Set task
Can you reproduce all of the material below line for line, with the pictures left out?

>> Start Material for the task

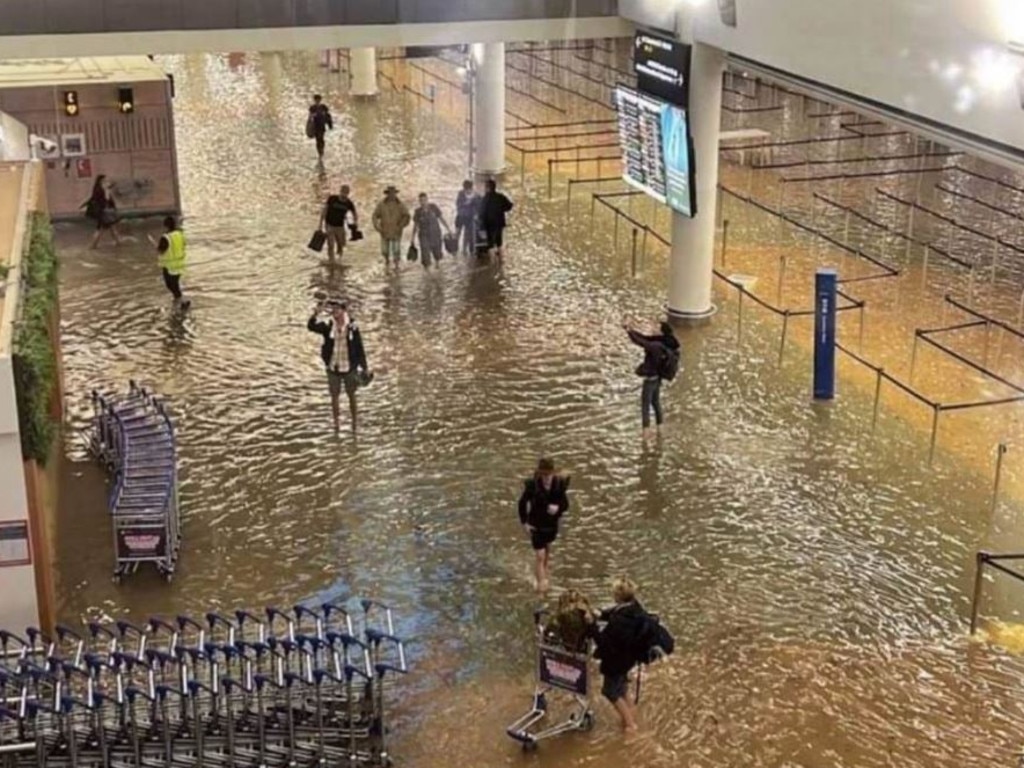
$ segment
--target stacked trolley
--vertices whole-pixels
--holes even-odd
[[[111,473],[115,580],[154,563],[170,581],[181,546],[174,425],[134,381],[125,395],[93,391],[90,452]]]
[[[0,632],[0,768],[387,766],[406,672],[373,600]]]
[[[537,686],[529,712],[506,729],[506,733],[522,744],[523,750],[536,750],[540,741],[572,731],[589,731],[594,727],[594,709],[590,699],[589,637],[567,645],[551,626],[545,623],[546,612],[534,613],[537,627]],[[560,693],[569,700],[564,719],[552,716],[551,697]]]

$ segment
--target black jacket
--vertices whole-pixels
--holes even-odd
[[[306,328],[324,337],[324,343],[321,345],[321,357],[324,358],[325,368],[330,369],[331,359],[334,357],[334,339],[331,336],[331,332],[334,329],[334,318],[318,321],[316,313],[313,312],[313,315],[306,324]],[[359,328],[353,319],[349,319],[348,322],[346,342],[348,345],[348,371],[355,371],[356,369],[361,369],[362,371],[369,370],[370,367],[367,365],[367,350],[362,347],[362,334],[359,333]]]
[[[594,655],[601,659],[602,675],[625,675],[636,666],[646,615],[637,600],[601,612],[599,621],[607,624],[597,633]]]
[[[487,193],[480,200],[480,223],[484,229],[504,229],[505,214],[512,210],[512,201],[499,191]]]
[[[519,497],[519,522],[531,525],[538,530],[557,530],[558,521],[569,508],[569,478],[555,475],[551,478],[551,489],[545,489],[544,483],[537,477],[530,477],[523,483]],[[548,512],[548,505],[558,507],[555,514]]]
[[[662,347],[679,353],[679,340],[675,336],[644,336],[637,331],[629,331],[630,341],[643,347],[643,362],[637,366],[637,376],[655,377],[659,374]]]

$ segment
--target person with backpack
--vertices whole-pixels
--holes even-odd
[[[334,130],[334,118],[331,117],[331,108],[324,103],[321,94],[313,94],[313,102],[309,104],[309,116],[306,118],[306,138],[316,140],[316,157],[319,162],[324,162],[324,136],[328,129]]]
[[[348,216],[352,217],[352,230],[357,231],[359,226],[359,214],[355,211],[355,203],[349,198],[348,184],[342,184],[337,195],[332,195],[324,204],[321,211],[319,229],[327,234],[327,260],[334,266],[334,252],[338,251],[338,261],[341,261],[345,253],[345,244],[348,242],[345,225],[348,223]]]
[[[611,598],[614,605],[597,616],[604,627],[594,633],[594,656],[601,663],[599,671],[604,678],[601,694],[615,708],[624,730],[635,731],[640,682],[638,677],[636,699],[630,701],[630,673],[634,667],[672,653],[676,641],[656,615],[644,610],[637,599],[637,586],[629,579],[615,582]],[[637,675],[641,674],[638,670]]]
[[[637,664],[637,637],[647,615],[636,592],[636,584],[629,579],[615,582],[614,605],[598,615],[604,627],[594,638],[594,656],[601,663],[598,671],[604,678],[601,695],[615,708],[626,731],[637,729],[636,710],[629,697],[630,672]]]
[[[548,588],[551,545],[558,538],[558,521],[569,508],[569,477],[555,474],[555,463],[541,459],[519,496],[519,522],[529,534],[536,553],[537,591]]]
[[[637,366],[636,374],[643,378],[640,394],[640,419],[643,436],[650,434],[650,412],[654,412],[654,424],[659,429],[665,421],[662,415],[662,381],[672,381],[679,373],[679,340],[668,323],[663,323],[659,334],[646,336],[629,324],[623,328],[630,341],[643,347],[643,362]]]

>> End Material for the task

Solution
$ segment
--target stacked trolley
--vertices whole-pixels
--holes even-odd
[[[111,473],[115,580],[154,563],[170,581],[181,546],[174,425],[134,381],[125,395],[93,391],[90,452]]]
[[[0,632],[0,768],[387,766],[406,672],[373,600]]]
[[[537,686],[529,712],[506,729],[506,733],[522,744],[523,750],[536,750],[540,741],[572,731],[589,731],[594,727],[594,709],[590,699],[589,637],[567,645],[551,626],[545,623],[546,612],[534,613],[537,627]],[[560,693],[569,700],[564,719],[552,716],[551,697]]]

$ segment
--target black jacket
--vertices whole-pixels
--holes even-odd
[[[306,328],[324,337],[324,343],[321,345],[321,357],[324,358],[325,368],[330,369],[331,359],[334,357],[334,339],[331,336],[331,332],[334,329],[334,318],[318,321],[316,313],[313,312],[313,315],[306,324]],[[359,328],[353,319],[349,319],[348,322],[346,342],[348,345],[348,371],[355,371],[356,369],[361,369],[362,371],[369,370],[370,367],[367,365],[367,350],[362,347],[362,334],[359,333]]]
[[[594,655],[601,659],[602,675],[625,675],[636,666],[646,615],[637,600],[601,612],[599,621],[607,624],[597,633]]]
[[[487,193],[480,200],[480,223],[484,229],[504,229],[505,214],[512,210],[512,201],[499,191]]]
[[[519,497],[519,522],[531,525],[538,530],[557,530],[558,521],[569,508],[569,478],[555,475],[551,478],[551,489],[545,489],[544,483],[537,477],[530,477],[523,483]],[[548,512],[548,505],[558,507],[555,514]]]
[[[662,347],[679,353],[679,340],[675,336],[644,336],[637,331],[629,331],[630,341],[643,347],[643,362],[637,366],[637,376],[655,377],[659,374]]]

$ segment
--target person with backpack
--vertices whole-pixels
--holes even-odd
[[[334,130],[334,118],[331,117],[331,108],[324,103],[321,94],[313,94],[313,102],[309,104],[309,116],[306,118],[306,138],[316,140],[316,157],[319,162],[324,162],[324,136],[328,129]]]
[[[348,216],[352,217],[352,230],[357,231],[359,226],[359,214],[355,211],[355,203],[349,198],[348,184],[342,184],[337,195],[332,195],[324,204],[321,211],[319,229],[327,234],[327,260],[334,266],[334,252],[338,251],[338,261],[341,261],[345,253],[345,244],[348,242],[345,225],[348,223]]]
[[[611,598],[614,605],[597,616],[604,627],[594,633],[594,656],[601,663],[599,671],[604,678],[601,694],[615,708],[624,730],[635,731],[640,682],[638,677],[636,699],[630,701],[630,673],[634,667],[672,653],[676,641],[656,615],[644,610],[637,599],[637,586],[629,579],[615,582]],[[637,675],[641,674],[638,670]]]
[[[637,664],[637,637],[647,615],[636,592],[636,584],[629,579],[615,582],[614,605],[598,615],[604,627],[594,638],[594,656],[601,663],[598,671],[604,678],[601,695],[615,708],[626,731],[637,729],[636,710],[629,697],[630,672]]]
[[[548,588],[551,545],[558,538],[558,521],[569,508],[569,477],[555,474],[555,463],[541,459],[519,496],[519,522],[529,534],[536,553],[537,591]]]
[[[637,366],[636,374],[643,378],[640,394],[640,419],[643,436],[650,434],[650,412],[654,412],[654,424],[659,429],[665,421],[662,415],[662,381],[672,381],[679,373],[679,340],[668,323],[663,323],[659,334],[646,336],[629,324],[623,328],[630,341],[643,347],[643,362]]]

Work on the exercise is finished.